Data for this exercise -
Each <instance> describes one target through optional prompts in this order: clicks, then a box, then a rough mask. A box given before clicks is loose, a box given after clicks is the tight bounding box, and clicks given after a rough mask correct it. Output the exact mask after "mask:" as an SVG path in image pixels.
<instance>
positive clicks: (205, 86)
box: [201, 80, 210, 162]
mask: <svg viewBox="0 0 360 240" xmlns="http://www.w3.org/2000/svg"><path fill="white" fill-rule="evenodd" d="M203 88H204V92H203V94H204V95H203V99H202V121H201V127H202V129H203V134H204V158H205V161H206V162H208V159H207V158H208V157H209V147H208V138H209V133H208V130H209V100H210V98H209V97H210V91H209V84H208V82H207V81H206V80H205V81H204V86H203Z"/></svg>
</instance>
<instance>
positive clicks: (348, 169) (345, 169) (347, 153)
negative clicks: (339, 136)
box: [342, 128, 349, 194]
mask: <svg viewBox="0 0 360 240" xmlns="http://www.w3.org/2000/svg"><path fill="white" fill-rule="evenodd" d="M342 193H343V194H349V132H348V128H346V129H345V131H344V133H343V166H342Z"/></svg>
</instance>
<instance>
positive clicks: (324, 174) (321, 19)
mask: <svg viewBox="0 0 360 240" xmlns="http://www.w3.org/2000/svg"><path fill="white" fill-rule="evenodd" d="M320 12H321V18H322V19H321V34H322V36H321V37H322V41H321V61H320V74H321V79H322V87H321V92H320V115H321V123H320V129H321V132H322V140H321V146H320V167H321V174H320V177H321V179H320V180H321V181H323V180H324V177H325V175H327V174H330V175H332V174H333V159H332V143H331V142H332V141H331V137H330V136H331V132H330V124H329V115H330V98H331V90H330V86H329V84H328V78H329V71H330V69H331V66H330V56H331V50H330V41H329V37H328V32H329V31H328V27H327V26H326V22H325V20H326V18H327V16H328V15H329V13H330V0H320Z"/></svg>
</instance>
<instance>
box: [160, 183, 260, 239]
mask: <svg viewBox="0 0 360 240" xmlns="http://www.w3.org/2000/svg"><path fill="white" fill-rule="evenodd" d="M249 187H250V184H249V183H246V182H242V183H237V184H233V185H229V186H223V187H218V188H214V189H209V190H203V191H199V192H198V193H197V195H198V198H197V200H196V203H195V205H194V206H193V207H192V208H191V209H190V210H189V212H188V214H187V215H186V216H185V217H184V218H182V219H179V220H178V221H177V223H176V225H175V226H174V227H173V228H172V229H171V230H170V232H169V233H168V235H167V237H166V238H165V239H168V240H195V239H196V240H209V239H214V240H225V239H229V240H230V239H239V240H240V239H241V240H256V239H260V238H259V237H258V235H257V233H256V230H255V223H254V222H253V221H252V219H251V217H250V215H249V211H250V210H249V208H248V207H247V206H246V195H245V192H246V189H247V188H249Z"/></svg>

Task to complete - When you copy the material, keep every line exactly as it stands.

Response box -
Each <instance> describes one target through optional prompts in this order: clicks, then a box, then a rough mask. A box given before clicks is loose, a box given after clicks is the tight bounding box, and clicks given after a rough mask correct it. Output the exact mask after "mask:" as an SVG path in image pixels.
<instance>
positive clicks: (205, 86)
box: [201, 80, 210, 162]
mask: <svg viewBox="0 0 360 240" xmlns="http://www.w3.org/2000/svg"><path fill="white" fill-rule="evenodd" d="M203 88H204V92H203V94H204V95H203V99H202V121H201V127H202V129H203V134H204V158H205V161H206V162H208V159H207V158H208V157H209V147H208V138H209V133H208V130H209V100H210V98H209V97H210V91H209V84H208V82H207V81H206V80H205V81H204V86H203Z"/></svg>
</instance>
<instance>
positive clicks: (348, 169) (345, 169) (347, 153)
negative clicks: (339, 136)
box: [342, 128, 349, 194]
mask: <svg viewBox="0 0 360 240" xmlns="http://www.w3.org/2000/svg"><path fill="white" fill-rule="evenodd" d="M342 193H343V194H349V132H348V128H346V129H345V131H344V133H343V166H342Z"/></svg>
</instance>
<instance>
positive clicks: (324, 174) (321, 19)
mask: <svg viewBox="0 0 360 240" xmlns="http://www.w3.org/2000/svg"><path fill="white" fill-rule="evenodd" d="M320 12H321V18H322V19H321V34H322V36H321V37H322V41H321V61H320V74H321V79H322V87H321V92H320V115H321V123H320V129H321V132H322V140H321V146H320V167H321V174H320V177H321V179H320V180H321V181H323V180H324V177H325V175H327V174H330V175H332V174H333V159H332V143H331V142H332V141H331V137H330V136H331V132H330V124H329V115H330V98H331V90H330V86H329V84H328V78H329V71H330V69H331V66H330V56H331V50H330V41H329V37H328V32H329V31H328V27H327V26H326V22H325V20H326V18H327V16H328V15H329V13H330V0H320Z"/></svg>
</instance>
<instance>
box: [160, 183, 260, 239]
mask: <svg viewBox="0 0 360 240" xmlns="http://www.w3.org/2000/svg"><path fill="white" fill-rule="evenodd" d="M249 187H250V184H249V183H246V182H242V183H237V184H233V185H229V186H223V187H218V188H214V189H209V190H203V191H199V192H198V193H197V195H198V198H197V200H196V203H195V205H194V206H193V207H192V208H191V209H190V210H189V212H188V214H187V215H186V216H185V217H184V218H182V219H179V220H178V221H177V223H176V225H175V226H174V227H173V228H172V229H171V230H170V232H169V233H168V235H167V237H166V238H165V239H168V240H195V239H196V240H209V239H214V240H225V239H229V240H230V239H239V240H240V239H241V240H256V239H260V238H259V237H258V235H257V233H256V230H255V223H254V222H253V221H252V219H251V217H250V215H249V211H250V210H249V208H248V207H247V206H246V195H245V192H246V189H247V188H249Z"/></svg>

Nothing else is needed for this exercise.